AUSGANGSTEXT —
+---+

Der Bundesgerichtshof (BGH) hat mit seinem Urteil vom 7. Juli 2010 (VIII ZR 268/07) entschieden, dass ein Online-Händler (Verkäufer von Waren im Fernabsatzgeschäft) einen Verbraucher nicht mit den Versandkosten für die Zusendung der Ware an den Verbraucher belasten darf, wenn dieser von seinem Widerrufs- oder Rückgaberecht Gebrauch macht. Oder anders ausgedrückt: Schickt ein Kunde im Rahmen seines Widerrufsrechts die Ware zurück, müssen ihm auch die ursprünglichen Versandkosten zurückerstattet werden.
Im konkreten Fall ist der Kläger ein Verbraucherverband. Das beklagte Versandhandelsunternehmen stellte ihren Kunden bisher für die Zusendung der Ware einen Versandkostenanteil von pauschal 4,95 Euro pro Bestellung in Rechnung. Der klagende Verbraucherverband nimmt nun den beklagten Händler auf Unterlassung der Erhebung solcher Kosten nach Ausübung des Widerrufs- oder Rückgaberechts bei Fernabsatzgeschäften in Anspruch. Schon das erstinstanzlich angerufene Landgericht Karlsruhe hatte der Klage stattgegeben. Das vom Händler angerufene Oberlandesgericht gab ebenfalls dem Verbraucherverband recht und wies die Berufung zurück, woraufhin der Beklagte beim BGH vorstellig wurde.

+---+

DATENAUSZÜGE —

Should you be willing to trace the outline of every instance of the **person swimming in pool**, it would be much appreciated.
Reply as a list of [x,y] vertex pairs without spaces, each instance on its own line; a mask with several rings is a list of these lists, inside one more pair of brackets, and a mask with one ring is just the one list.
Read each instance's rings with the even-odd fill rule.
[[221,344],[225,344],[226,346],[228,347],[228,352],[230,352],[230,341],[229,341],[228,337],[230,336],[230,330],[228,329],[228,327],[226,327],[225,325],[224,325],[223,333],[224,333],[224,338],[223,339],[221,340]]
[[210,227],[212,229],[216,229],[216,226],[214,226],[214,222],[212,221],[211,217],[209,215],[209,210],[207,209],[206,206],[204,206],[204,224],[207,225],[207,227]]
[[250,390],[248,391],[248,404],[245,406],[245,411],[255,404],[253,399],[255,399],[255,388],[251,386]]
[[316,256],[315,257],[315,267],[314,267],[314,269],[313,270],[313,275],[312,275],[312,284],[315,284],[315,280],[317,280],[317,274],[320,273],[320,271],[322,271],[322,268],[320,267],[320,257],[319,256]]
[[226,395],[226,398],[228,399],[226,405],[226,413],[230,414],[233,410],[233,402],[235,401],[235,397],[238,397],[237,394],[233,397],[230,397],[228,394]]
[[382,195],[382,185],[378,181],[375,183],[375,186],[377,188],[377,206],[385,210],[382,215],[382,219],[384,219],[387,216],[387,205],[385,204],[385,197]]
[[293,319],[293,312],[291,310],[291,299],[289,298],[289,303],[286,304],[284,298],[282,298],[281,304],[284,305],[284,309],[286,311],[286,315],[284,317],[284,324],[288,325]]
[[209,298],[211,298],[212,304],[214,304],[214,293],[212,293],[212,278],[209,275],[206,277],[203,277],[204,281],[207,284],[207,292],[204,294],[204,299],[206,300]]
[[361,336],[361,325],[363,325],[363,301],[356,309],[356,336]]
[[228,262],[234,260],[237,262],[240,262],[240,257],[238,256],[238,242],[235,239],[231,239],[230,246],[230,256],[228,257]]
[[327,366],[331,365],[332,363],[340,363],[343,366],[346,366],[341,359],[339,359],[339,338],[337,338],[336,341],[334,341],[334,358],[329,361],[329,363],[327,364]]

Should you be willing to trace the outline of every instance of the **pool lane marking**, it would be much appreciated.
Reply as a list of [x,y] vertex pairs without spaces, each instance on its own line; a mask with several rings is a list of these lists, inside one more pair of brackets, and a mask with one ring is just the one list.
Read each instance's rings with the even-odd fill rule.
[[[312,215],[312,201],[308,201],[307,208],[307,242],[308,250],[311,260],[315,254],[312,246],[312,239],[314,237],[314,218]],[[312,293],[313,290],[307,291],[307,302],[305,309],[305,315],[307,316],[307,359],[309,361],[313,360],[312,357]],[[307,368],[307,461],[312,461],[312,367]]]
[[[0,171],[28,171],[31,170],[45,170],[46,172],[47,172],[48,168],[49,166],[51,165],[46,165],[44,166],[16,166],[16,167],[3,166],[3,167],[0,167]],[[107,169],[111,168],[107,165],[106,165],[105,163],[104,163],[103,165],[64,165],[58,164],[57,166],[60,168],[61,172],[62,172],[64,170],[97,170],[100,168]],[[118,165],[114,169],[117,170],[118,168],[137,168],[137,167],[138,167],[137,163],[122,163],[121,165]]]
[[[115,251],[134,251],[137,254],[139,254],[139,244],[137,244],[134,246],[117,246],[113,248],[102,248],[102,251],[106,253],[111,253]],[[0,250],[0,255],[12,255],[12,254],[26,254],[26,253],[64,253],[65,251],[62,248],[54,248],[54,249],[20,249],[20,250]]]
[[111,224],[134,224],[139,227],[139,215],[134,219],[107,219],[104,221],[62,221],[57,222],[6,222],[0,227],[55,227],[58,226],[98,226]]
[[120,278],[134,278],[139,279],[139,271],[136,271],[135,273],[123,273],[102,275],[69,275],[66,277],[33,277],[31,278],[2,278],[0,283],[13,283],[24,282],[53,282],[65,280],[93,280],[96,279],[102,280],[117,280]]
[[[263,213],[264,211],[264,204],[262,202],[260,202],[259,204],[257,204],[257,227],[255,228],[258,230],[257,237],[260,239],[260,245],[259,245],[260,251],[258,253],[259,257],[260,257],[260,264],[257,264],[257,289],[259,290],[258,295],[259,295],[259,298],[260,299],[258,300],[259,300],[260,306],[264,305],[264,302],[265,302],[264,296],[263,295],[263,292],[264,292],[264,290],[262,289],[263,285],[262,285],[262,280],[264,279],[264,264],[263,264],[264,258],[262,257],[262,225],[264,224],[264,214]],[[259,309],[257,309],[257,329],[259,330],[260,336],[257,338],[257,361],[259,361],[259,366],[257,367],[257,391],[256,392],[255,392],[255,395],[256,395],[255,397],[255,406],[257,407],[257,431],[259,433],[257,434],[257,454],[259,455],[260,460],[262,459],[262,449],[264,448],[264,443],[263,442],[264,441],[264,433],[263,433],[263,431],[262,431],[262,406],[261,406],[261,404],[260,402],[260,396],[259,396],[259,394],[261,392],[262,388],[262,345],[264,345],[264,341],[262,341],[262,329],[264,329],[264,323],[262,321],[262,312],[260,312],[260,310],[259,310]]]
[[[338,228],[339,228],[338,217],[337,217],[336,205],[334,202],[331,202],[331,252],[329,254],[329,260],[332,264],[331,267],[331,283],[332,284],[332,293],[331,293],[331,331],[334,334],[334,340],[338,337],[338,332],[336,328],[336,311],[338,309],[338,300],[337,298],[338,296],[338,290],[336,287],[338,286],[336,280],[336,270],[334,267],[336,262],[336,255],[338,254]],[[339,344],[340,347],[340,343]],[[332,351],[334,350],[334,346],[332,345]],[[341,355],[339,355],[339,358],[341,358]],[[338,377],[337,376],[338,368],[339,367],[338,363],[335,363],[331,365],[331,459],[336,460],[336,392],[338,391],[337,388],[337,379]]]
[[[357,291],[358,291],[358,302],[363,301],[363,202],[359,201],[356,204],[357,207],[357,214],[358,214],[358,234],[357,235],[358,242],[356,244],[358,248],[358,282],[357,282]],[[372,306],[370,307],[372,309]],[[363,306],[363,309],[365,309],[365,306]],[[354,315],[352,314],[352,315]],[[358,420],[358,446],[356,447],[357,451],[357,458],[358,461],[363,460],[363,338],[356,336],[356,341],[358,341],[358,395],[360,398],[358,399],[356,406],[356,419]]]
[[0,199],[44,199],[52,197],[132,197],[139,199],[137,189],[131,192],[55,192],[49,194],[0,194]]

+---+

AUFGABE — Führe den Ausgangstext zum BGH-Urteil über Versandkosten beim Widerruf im Anschluss an seinen letzten Satz fort.

ANTWORT —
Aber der VIII. Zivilsenat des BGH setzte das Revisionsverfahren aus und legte stattdessen dem Gerichtshof der Europäischen Union (EuGH) die Frage zur Vorabentscheidung vor, ob die Richtlinie 97/7/EG des Europäischen Parlaments und des Rates vom 20. Mai 1997 über den Verbraucherschutz bei Vertragsabschlüssen im Fernabsatz (Fernabsatz-Richtlinie) einer nationalen Regelung entgegensteht, nach der die Kosten der Zusendung der Waren auch dann dem Verbraucher auferlegt werden können, wenn er den Vertrag widerrufen hat – mithin die EU-Regelung also die Rückerstattung der Zusendekosten im Falle eines Widerrufs vorschreibt.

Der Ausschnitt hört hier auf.